++++ Document text

# Another Pitt baby.



## Shimmer (Feb 23, 2008)

Faded Youth Blog » Blog Archive » CHECK OUT THAT BUMP!!


I have to admit, they are MASTERS of media manipulation.


----------



## SparklingWaves (Feb 23, 2008)

I have lost count.  How many kids will this make with the adopted children?


----------



## noahlowryfan (Feb 23, 2008)

rumors has it that they are having twins. if they are, then its 6. if not, then 5.


----------



## Shimmer (Feb 23, 2008)

Major props to her MA too. Not over the top but letting that bone structure do the work.


----------



## Mo6ius (Feb 23, 2008)

They're really a sexy couple!

Angie's so beautiful. She's glowing. Her man's hot, too.


----------



## gigglegirl (Feb 23, 2008)

Honestly, I like when a few of these stars don't come out to the media and say "I'm pregnant" like some of them when they make a big song and dance. Like with Jennifer Lopez, there were rumors for years and years, always denied, she even denied during her current pregnancy, then didn't address it til she announced it publicly during her tour (correct me if I'm wrong). And didn't state that it was twins either. 

And I've only heard speculation, but not actual "from the horses mouth" for either Brad or Angelina to the media. 

I think its sad how kinda crazy the whole hollywood thing has become and I like when they keep it private (as much as they can for as long as possible).

They sure have had their family grow so fast, its mind boggling!!


----------



## Shimmer (Feb 24, 2008)

yeah but this particular 'unveiling' was quite well timed, hidden up to this point.


----------



## GlamYOURUs (Feb 24, 2008)

Nearly all of them are having twins. lol


----------



## MACATTAK (Feb 24, 2008)

I heard she was having twins too...she's gorgeous!


----------



## AppleDiva (Feb 24, 2008)

I hope they can keep their relationship intact.  Those kids will be scarred if they do not.


----------



## pumpkincat210 (Feb 24, 2008)

I have 3 kids under 5 and it is extremely difficult to watch them all and care for them.  I wonder how much the Jolie-Pitts actually see their kids and spend quality time with them other than the pictures we see in the press.  How much are they stuck with the nanny considering both parents film movies all the time and don't ever seem to take breaks.


----------



## lipshock (Feb 24, 2008)

God, I freaking love this woman.  So gorgeous!  She's glowing!

Brad looks like he's a seventies throwback.  Me no likey,


----------



## MadchenRogue (Feb 24, 2008)

I hate to say this, but I see that some Hollywood couples are having kids because that's what's "IN". I saw on an interview that Gwen S. wanted a baby because EVERYONE was having a baby. I mean COME ON. A child is forever IT IS NOT an ACCESSORY. Some of these people only think for themselves.


----------



## nunu (Feb 24, 2008)

Quote:

   Originally Posted by *GlamYOURUs* 

 
_Nearly all of them are having twins. lol_

 
maybe it's the new hollywood thing, lol.

++++++++
++++ Extracted material

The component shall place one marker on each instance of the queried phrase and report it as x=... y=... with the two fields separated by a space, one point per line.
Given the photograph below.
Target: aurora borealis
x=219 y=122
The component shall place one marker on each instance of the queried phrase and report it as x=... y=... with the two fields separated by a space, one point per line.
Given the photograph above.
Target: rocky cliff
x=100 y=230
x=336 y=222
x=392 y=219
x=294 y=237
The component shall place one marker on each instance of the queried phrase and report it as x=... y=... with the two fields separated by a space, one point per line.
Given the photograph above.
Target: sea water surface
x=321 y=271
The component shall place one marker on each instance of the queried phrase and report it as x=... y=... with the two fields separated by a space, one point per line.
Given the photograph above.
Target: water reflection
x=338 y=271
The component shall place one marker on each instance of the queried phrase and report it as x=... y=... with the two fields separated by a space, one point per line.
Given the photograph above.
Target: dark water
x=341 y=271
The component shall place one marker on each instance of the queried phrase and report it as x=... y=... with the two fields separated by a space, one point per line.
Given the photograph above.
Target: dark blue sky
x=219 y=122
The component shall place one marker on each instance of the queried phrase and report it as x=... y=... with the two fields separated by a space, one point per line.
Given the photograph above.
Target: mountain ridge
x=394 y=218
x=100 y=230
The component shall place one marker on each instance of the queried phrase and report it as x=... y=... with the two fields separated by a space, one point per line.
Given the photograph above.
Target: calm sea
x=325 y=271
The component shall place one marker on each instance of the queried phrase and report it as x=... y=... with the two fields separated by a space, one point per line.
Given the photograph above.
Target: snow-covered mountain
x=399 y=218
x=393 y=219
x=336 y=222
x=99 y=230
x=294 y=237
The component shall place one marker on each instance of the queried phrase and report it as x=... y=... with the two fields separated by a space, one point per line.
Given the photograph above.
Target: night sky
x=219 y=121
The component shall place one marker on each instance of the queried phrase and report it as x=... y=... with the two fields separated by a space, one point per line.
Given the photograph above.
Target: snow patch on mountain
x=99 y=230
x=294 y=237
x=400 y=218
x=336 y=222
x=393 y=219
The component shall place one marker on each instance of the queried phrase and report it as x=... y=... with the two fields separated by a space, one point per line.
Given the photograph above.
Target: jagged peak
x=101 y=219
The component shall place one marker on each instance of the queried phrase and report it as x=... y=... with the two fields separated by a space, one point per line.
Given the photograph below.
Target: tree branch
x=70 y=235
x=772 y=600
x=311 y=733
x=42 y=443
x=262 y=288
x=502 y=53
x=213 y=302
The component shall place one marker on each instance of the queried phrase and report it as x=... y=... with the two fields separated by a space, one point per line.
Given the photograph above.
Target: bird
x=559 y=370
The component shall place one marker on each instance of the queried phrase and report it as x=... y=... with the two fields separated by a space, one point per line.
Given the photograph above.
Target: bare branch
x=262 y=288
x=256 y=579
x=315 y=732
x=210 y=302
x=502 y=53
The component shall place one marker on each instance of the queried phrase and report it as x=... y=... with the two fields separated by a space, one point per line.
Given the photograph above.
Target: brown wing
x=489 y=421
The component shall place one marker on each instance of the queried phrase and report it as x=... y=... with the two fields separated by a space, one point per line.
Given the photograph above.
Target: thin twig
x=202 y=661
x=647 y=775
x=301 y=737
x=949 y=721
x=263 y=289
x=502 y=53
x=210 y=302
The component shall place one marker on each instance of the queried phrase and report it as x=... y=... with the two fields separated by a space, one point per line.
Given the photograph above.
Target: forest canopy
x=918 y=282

++++++++

[Set task A] Reproduce the passage of the Pitt baby thread from "Honestly, I like" to "to the media.", word for word.
[Set task B] Carry on the Pitt baby thread with new posts that follow its final message.

[Task result A]
Honestly, I like when a few of these stars don't come out to the media and say "I'm pregnant" like some of them when they make a big song and dance. Like with Jennifer Lopez, there were rumors for years and years, always denied, she even denied during her current pregnancy, then didn't address it til she announced it publicly during her tour (correct me if I'm wrong). And didn't state that it was twins either. 

And I've only heard speculation, but not actual "from the horses mouth" for either Brad or Angelina to the media.

[Task result B]
----------



## gigglegirl (Feb 24, 2008)

I wonder if Gwen just got the baby itch again, like when all your friends are having kids, or are about to, I know I've started to think---yeah I'd like that. 

I know of at least one person who waited to try to get pregnant til her friend got pregnant so they could be pregnant at the same time (lifelong friends and all, I found it kinda weird, but to each her own)


----------



## CantAffordMAC (Feb 24, 2008)

^ Me and my friend were pregnant at the same time until I had an abortion 
	

	
	
		
		

		
		
	


	




 It would have been kind of fun to be pregnant at the same time, and have our babies close in age. 

Anyways....They have a lot of kids. I couldn't do it! They seem to be doing well though so good for them.


----------



## lazytolove (Feb 24, 2008)

i love them and their kids. What a cute family =]


----------



## Lissa (Feb 24, 2008)

Actresses used to put off having babies to focus on their careers. Now it seems you get more press if you have a baby than you get for your work, plus as much money for selling the photos


----------



## ilovegreen (Feb 24, 2008)

congrats to them, its great that their family's so diverse.


----------



## spectrolite (Feb 24, 2008)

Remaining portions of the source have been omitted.